_THE REQUEST_. Gather every line of the data that contains the word "reddish".
:: TASK DATA ::
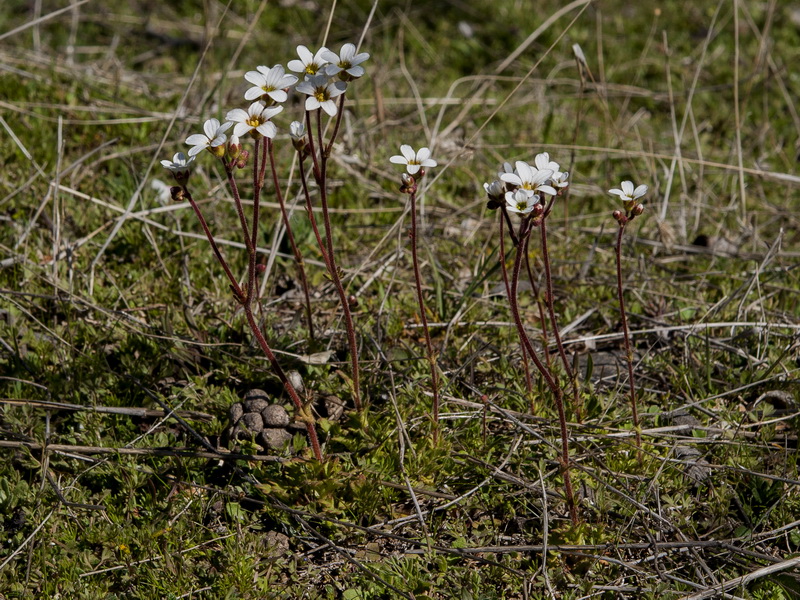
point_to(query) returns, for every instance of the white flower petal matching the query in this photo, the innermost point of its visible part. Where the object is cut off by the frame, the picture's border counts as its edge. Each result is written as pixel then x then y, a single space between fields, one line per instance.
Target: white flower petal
pixel 356 71
pixel 278 95
pixel 210 128
pixel 237 115
pixel 196 139
pixel 242 129
pixel 267 129
pixel 312 103
pixel 305 54
pixel 627 187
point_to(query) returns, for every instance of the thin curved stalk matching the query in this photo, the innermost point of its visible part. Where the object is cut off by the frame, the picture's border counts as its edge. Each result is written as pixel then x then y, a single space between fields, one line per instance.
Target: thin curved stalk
pixel 298 257
pixel 626 336
pixel 551 309
pixel 333 269
pixel 551 383
pixel 424 318
pixel 535 292
pixel 504 271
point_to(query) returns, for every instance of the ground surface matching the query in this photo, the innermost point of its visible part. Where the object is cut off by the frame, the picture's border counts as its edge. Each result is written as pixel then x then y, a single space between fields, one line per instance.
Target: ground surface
pixel 111 311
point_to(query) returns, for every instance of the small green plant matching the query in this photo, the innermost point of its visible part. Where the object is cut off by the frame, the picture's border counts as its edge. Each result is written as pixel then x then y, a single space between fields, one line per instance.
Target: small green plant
pixel 326 77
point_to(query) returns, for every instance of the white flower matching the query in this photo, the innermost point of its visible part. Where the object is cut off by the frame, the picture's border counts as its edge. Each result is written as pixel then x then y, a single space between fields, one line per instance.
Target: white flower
pixel 180 163
pixel 559 180
pixel 505 168
pixel 530 179
pixel 520 202
pixel 628 193
pixel 542 162
pixel 213 138
pixel 321 93
pixel 347 61
pixel 309 63
pixel 297 129
pixel 414 161
pixel 269 82
pixel 494 190
pixel 255 121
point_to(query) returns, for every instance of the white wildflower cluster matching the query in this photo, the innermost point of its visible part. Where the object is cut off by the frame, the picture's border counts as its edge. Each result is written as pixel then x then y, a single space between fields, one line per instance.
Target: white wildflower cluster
pixel 324 74
pixel 629 194
pixel 523 186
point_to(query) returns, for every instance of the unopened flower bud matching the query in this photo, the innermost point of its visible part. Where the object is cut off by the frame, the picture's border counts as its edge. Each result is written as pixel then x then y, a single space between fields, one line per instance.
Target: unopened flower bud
pixel 297 130
pixel 234 147
pixel 408 185
pixel 495 190
pixel 218 151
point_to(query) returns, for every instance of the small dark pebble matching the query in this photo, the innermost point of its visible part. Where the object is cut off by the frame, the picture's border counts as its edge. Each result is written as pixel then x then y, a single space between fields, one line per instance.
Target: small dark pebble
pixel 252 422
pixel 274 439
pixel 275 415
pixel 235 412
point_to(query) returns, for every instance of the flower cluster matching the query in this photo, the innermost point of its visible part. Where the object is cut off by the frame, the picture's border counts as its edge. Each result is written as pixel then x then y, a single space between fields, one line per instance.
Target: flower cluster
pixel 523 185
pixel 324 78
pixel 629 196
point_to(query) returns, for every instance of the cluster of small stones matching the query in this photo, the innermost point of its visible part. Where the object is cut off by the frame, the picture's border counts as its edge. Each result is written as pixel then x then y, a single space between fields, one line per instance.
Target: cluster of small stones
pixel 268 424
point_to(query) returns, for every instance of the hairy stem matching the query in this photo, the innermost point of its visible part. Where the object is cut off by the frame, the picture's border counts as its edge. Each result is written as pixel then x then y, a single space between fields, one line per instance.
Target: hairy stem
pixel 539 306
pixel 504 271
pixel 548 377
pixel 298 257
pixel 424 318
pixel 333 269
pixel 237 290
pixel 551 310
pixel 626 336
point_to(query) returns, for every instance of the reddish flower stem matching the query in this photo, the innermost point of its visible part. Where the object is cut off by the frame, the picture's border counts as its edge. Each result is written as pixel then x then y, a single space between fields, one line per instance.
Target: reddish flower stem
pixel 305 414
pixel 310 211
pixel 626 336
pixel 321 174
pixel 504 271
pixel 298 257
pixel 535 292
pixel 424 318
pixel 551 309
pixel 246 299
pixel 551 383
pixel 237 290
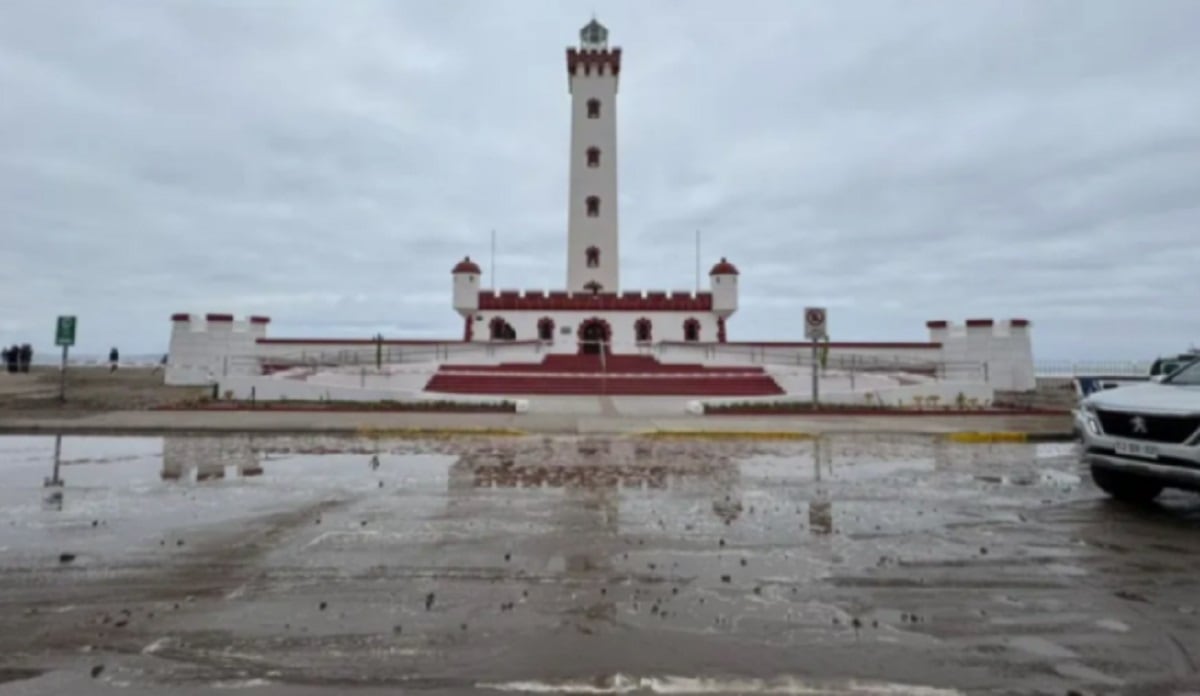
:::
_SOLUTION BELOW_.
point_to(query) returns, for every instance of the reddish flower stem matching the query in this photo, the innermost point of its visible part. Where the object is cut off by the frame, the picture's border counts as its edge. Each result is written as pixel then x then y, a single space between fields, one line per instance.
Target: reddish flower stem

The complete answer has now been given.